§ **WORK ORDER**: For each entry in the listing, produce an exact copy.
┄┄┄┄┄┄┄┄┄┄┄┄┄┄┄┄┄┄┄┄
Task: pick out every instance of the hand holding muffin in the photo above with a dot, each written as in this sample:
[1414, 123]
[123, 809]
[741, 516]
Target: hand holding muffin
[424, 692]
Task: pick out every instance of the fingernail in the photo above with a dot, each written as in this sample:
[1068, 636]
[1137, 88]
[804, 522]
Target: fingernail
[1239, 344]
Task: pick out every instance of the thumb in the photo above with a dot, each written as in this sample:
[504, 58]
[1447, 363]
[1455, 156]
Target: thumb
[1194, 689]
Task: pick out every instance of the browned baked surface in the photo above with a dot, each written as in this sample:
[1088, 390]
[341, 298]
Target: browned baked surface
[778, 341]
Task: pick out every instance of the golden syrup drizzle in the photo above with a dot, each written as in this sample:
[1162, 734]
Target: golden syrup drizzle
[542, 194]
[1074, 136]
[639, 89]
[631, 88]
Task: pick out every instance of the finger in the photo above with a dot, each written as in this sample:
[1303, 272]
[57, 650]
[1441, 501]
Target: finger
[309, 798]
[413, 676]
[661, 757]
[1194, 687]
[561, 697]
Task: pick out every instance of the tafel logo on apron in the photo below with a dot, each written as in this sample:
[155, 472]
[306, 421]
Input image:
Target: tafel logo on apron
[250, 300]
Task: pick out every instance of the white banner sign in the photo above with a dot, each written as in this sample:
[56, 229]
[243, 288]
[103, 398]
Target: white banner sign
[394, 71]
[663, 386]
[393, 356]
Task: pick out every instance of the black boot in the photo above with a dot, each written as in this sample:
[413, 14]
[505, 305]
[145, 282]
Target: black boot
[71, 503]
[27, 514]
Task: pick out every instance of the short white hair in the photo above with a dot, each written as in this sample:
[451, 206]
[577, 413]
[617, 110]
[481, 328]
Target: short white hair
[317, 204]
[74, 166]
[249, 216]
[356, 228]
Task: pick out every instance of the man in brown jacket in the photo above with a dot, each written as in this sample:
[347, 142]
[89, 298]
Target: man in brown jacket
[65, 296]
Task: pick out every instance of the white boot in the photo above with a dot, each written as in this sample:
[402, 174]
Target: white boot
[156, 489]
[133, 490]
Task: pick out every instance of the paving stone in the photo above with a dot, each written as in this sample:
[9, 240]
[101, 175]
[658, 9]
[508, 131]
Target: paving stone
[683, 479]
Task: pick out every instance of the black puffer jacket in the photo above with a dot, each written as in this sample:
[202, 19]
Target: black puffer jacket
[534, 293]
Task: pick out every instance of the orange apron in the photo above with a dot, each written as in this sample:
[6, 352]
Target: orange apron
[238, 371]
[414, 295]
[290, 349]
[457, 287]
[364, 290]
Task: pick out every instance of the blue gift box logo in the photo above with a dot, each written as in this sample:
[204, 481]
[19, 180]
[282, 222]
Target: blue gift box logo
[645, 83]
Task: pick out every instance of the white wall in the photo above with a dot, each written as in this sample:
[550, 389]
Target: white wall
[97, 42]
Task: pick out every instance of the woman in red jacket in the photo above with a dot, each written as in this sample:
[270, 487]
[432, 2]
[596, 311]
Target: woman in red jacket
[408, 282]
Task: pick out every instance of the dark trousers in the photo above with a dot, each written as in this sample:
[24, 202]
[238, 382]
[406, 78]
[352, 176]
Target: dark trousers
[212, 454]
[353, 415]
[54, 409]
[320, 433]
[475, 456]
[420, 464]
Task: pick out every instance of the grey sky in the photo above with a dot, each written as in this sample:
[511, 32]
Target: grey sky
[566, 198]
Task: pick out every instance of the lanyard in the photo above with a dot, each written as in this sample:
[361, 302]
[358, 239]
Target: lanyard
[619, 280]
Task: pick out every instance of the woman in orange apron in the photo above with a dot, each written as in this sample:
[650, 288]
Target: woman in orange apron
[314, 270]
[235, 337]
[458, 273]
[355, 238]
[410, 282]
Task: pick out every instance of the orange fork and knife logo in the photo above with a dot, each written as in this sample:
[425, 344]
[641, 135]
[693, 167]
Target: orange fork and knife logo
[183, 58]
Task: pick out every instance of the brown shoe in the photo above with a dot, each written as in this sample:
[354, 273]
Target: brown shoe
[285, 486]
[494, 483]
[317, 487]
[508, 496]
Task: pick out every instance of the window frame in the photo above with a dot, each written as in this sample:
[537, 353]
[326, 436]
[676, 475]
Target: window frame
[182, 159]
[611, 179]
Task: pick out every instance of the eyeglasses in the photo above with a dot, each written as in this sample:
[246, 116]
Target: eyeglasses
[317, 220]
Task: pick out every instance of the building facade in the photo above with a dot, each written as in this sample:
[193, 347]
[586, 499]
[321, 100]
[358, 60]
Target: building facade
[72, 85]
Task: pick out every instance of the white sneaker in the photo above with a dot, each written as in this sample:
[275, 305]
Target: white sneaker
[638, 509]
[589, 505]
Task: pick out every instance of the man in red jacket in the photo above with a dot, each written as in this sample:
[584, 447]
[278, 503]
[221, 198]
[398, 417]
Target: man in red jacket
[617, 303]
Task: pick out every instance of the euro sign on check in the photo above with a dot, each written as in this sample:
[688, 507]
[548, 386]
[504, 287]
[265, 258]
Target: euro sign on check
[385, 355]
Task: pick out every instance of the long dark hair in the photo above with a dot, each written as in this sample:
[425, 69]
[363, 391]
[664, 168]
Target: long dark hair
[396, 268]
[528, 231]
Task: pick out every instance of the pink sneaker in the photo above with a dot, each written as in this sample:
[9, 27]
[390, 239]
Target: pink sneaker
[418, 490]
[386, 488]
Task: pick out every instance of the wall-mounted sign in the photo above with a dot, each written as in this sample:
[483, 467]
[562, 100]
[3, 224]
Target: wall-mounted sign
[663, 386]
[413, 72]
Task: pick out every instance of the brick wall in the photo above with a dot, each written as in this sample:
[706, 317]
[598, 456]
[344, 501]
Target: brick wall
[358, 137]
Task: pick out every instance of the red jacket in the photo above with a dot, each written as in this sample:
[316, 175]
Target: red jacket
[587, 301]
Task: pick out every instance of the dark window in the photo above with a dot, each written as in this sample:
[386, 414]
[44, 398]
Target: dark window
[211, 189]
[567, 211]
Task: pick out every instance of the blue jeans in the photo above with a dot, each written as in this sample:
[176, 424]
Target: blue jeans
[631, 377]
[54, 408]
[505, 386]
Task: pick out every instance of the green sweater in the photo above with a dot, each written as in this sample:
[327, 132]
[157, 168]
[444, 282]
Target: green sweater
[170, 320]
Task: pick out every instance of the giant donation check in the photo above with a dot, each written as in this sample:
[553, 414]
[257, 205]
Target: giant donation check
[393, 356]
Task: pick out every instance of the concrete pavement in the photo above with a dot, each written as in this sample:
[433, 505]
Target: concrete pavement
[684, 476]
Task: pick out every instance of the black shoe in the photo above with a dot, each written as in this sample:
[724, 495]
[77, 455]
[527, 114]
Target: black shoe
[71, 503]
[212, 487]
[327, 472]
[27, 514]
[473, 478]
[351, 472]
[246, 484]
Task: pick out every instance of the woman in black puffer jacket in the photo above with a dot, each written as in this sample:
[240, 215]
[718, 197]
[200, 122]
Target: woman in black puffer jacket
┄┄┄┄┄┄┄┄┄┄┄┄┄┄┄┄┄┄┄┄
§ **RESULT BELOW**:
Task: pick out every instance of the hand holding muffin in the photo above with a dot, each written as in this sample:
[1414, 123]
[123, 809]
[741, 516]
Target: hand holding muffin
[424, 692]
Task: pick out every instance of the fingernail in the photo above with a dot, each written as in this sample:
[1068, 636]
[1137, 88]
[804, 522]
Target: fingernail
[1239, 344]
Task: pick out every instance of the thumb in the photo above with a dot, each written as in this sample:
[504, 58]
[1447, 363]
[1455, 156]
Target: thumb
[1194, 689]
Task: pick out every instance of the browned baked surface in the photo above with a dot, each written as in this sample:
[1088, 390]
[341, 298]
Target: browned baked surface
[778, 341]
Task: pick out every instance of the golden syrup drizzle in the photo above with a dot, each written as in this sample:
[1162, 734]
Target: golden syrup drizzle
[542, 194]
[1074, 136]
[639, 89]
[631, 88]
Task: pick out every instance of the finger in the photo above with a dot, each written as in this sample:
[1303, 272]
[57, 650]
[1441, 501]
Target: finger
[309, 798]
[413, 676]
[661, 757]
[1194, 687]
[561, 697]
Task: pick out every instance of the tafel logo on apron in the photo below with a dot, each written as in this sample:
[155, 472]
[306, 421]
Input image:
Target: tafel logo on apron
[250, 300]
Task: pick out every instance of the white banner sign in the photo above with a dot, each written as in this sample:
[56, 229]
[243, 288]
[103, 398]
Target: white banner sign
[394, 71]
[663, 386]
[393, 356]
Task: pick out every instance of the black boot in the photo above with a dot, each written as in this sample:
[413, 14]
[505, 305]
[145, 282]
Target: black boot
[71, 503]
[27, 514]
Task: pick out every instance of the short white hair in the photo above with a dot, each written as in this sample:
[451, 206]
[577, 413]
[617, 110]
[481, 328]
Target: short white hair
[317, 204]
[74, 166]
[249, 216]
[356, 228]
Task: pick out every instance of the man in brown jacket in the photo above with a dot, each written as in this sample:
[347, 142]
[89, 298]
Target: man in brown jacket
[65, 296]
Task: pick out every instance of the white boot in the photo above with a dot, each written as in this sample:
[402, 174]
Target: white boot
[156, 489]
[133, 490]
Task: pick out every instance of the paving stone in the photo above with a dot, each written as in this sample:
[9, 240]
[101, 175]
[658, 9]
[508, 131]
Target: paving stone
[683, 479]
Task: pick out every instance of the black puffer jacket in the photo above with a dot, each written as in this sample:
[202, 19]
Target: black puffer jacket
[534, 293]
Task: pick out every instance of the orange apron in the photo above with a dot, each written as in this sample:
[6, 352]
Target: orange apron
[238, 371]
[414, 295]
[290, 349]
[457, 287]
[364, 290]
Task: pick out every instance of the blue gift box logo in the photo above with a dot, each written as in this sample:
[204, 481]
[19, 180]
[282, 222]
Target: blue gift box logo
[645, 83]
Task: pick out every instance of the white wall in the photo above with a dot, each written as in this sample:
[550, 389]
Target: white wall
[97, 42]
Task: pick out every instance of the woman in red jacket in the photo above with a dot, each written as in this sample:
[270, 487]
[432, 2]
[596, 311]
Target: woman in red jacket
[408, 282]
Task: pick out every instance of the dark trousers in the photo above with a dot, each written as in this sample:
[24, 202]
[238, 382]
[406, 78]
[352, 176]
Target: dark trousers
[212, 454]
[353, 415]
[54, 409]
[320, 433]
[475, 456]
[420, 464]
Task: pick out every instance of the grey sky in the photo above with a dot, each written as in this sample:
[511, 32]
Target: grey sky
[566, 198]
Task: pick out every instance of the lanyard in the photo above with a dot, each written as in this sample:
[361, 302]
[358, 239]
Target: lanyard
[619, 280]
Task: pick out every instance of the woman in orange apron in the photo above with a dot, each written as in this sample:
[650, 288]
Target: woman in orange apron
[314, 270]
[235, 337]
[458, 273]
[355, 238]
[410, 282]
Task: pick out every instance of the orange fork and knife logo in the photo above with a dot, each written as in this sample:
[425, 344]
[641, 135]
[693, 167]
Target: orange fork and knife logo
[183, 58]
Task: pick out every instance of the brown shoe in the photo above with a dot, each written as in this sample:
[354, 273]
Target: brown shoe
[285, 486]
[494, 483]
[317, 487]
[508, 496]
Task: pick out every instance of the window frame in the photo above with a dot, each written as in this sample:
[537, 353]
[326, 436]
[676, 475]
Target: window frame
[182, 159]
[611, 179]
Task: pick out every instance of the eyeglasses in the photo above with a dot, each written as in this sample:
[246, 116]
Target: eyeglasses
[317, 220]
Task: pick out every instance of the building facade in the photo above with a dot, each written as in this sample:
[193, 347]
[586, 499]
[321, 100]
[358, 60]
Target: building facade
[72, 85]
Task: pick out every instance of the white sneaker in the photo above with a dot, each written as in this sample:
[275, 305]
Target: white sneaker
[638, 509]
[589, 505]
Task: pick out every instance of the man in red jacket in the photo above with a dot, each written as in this sample:
[584, 447]
[278, 503]
[221, 198]
[398, 417]
Target: man in red jacket
[617, 303]
Task: pick out every instance of the euro sign on check in the photo above with a dot, each written as in this sample:
[688, 507]
[548, 386]
[504, 287]
[265, 258]
Target: euro sign on check
[385, 355]
Task: pick out every instance of the long dark hair in the photo above with a dot, each written as in this sample:
[425, 69]
[363, 391]
[664, 168]
Target: long dark hair
[396, 268]
[528, 231]
Task: pick out every instance of the pink sneaker in the photo above with a dot, each written as in this sample:
[9, 27]
[390, 239]
Target: pink sneaker
[418, 490]
[386, 488]
Task: pick out every instance of the wall-mounted sign in the photo above with a dot, each written as in this sample:
[483, 467]
[562, 100]
[3, 224]
Target: wall-mounted sign
[663, 386]
[413, 72]
Task: pick out every instance of the brick wall in the photo above with a dot, each written as in this sample:
[706, 317]
[598, 456]
[344, 501]
Target: brick wall
[358, 137]
Task: pick out every instance of the red jacket in the photo above with a dot, each written as in this sample:
[316, 175]
Target: red jacket
[587, 301]
Task: pick out every instance of the dark window in the photo above with a dot, each written as in this sample:
[386, 414]
[44, 398]
Target: dark window
[211, 189]
[567, 211]
Task: pick out every instance of the blue jeans in the photo above with a dot, each written as in this sample:
[176, 424]
Target: blue jeans
[631, 377]
[54, 408]
[505, 386]
Task: pick out every instance of the green sweater in the photo above with a dot, each written as in this sample:
[327, 132]
[157, 168]
[444, 282]
Target: green sweater
[170, 320]
Task: pick out every instance of the giant donation check in the photo above with a dot, each written as in this sample:
[553, 414]
[257, 205]
Target: giant donation check
[393, 356]
Task: pick out every instance of the concrete pavement in the photo above with a dot, each written as in this sample:
[433, 505]
Target: concrete pavement
[684, 476]
Task: pick out every instance of the black shoe in the photo above with a dot, each written as in this sample:
[724, 495]
[77, 455]
[527, 114]
Target: black shoe
[71, 503]
[212, 487]
[327, 472]
[27, 514]
[473, 478]
[351, 472]
[246, 484]
Task: pick out every instance of the woman in black puffer jacket in the photo above with a dot, each written as in this sample:
[240, 215]
[718, 197]
[200, 122]
Target: woman in black puffer jacket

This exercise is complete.